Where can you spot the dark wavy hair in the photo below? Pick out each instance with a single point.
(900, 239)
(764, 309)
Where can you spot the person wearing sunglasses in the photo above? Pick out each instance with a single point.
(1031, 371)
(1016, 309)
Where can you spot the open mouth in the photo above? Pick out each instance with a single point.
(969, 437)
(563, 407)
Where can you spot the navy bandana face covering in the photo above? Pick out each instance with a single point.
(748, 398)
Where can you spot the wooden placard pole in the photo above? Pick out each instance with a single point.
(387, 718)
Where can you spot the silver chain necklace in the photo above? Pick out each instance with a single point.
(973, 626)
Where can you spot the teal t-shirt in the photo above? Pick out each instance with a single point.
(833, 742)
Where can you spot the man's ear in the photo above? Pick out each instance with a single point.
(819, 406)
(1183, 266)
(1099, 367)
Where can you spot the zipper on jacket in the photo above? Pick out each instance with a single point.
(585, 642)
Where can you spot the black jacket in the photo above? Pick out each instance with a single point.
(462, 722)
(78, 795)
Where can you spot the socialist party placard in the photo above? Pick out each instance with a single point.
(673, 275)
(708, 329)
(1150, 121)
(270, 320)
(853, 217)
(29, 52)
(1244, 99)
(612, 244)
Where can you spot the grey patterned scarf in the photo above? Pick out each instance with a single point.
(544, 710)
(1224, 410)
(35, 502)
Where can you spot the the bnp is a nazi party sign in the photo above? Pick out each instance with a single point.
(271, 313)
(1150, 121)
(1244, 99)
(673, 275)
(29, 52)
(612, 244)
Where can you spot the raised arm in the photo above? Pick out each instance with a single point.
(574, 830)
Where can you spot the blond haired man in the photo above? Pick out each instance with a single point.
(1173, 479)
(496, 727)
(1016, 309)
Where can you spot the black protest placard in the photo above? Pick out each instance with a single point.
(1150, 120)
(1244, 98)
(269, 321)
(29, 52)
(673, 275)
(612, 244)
┄┄┄┄┄┄┄┄┄┄
» Instructions for the task
Format every item above as a JSON list of strings, one string per line, leaving out blank lines.

» The output
[
  "Where can you spot the dark wavy hair in the photo below? Pick out each instance with a single point.",
  "(900, 239)",
  "(764, 309)",
  "Where can you spot the person wearing sunglasses in the photo above? Pick out each instance with a single point.",
  "(1031, 371)",
  "(1016, 309)",
  "Where can you spot the open mouth in the photo above? Pick out each instance with a single point.",
  "(969, 437)",
  "(563, 407)",
  "Where can you spot the navy bandana face covering in the photo above? Pick out each instance with a single point.",
  "(748, 398)",
  "Where can you spot the wooden placard pole in the photo above? Pick out each instance with a single point.",
  "(387, 718)",
  "Where can you spot the silver chain necklace in the photo above? Pick out each instance with a single point.",
  "(973, 626)",
  "Where can you spot the teal t-shirt in the photo above? Pick out each instance with a single point.",
  "(833, 742)",
  "Where can you spot the man's ear in the photo above? Pick out each instance with a single point.",
  "(819, 406)",
  "(1183, 266)",
  "(1099, 367)",
  "Where can you spot the zipper on jacket in the photo above? Pick out each instance with a single point.",
  "(585, 642)",
  "Where can you spot the black jacket in the photo above? Pick out each instance with a single point.",
  "(462, 722)",
  "(78, 795)",
  "Where can you spot the socialist party placard in the photo above? Pick out each instance with a single point.",
  "(673, 275)",
  "(708, 329)",
  "(1150, 121)",
  "(270, 320)",
  "(853, 217)",
  "(29, 52)",
  "(1244, 99)",
  "(612, 244)",
  "Where can you spot the grey patterned scarf in the photo above? Pick out each instance with a single point.",
  "(544, 710)",
  "(1224, 410)",
  "(35, 502)",
  "Where can you spot the the bnp is a nazi party sign in the photo above? Pick out each instance with a single point.",
  "(271, 313)",
  "(1150, 121)",
  "(1244, 99)",
  "(673, 275)",
  "(29, 52)",
  "(612, 244)",
  "Where can you spot the raised arm in the photo above? Pick out each instance with a single point.",
  "(574, 830)",
  "Where can you spot the blond haired man in the photo above? Pick out each instance with a single point.",
  "(1173, 479)",
  "(496, 727)",
  "(1016, 309)",
  "Where can you spot the black protest placard in the photo above? Pick out each instance with a single point.",
  "(1150, 120)",
  "(1244, 98)",
  "(269, 321)",
  "(29, 52)",
  "(673, 275)",
  "(612, 244)"
]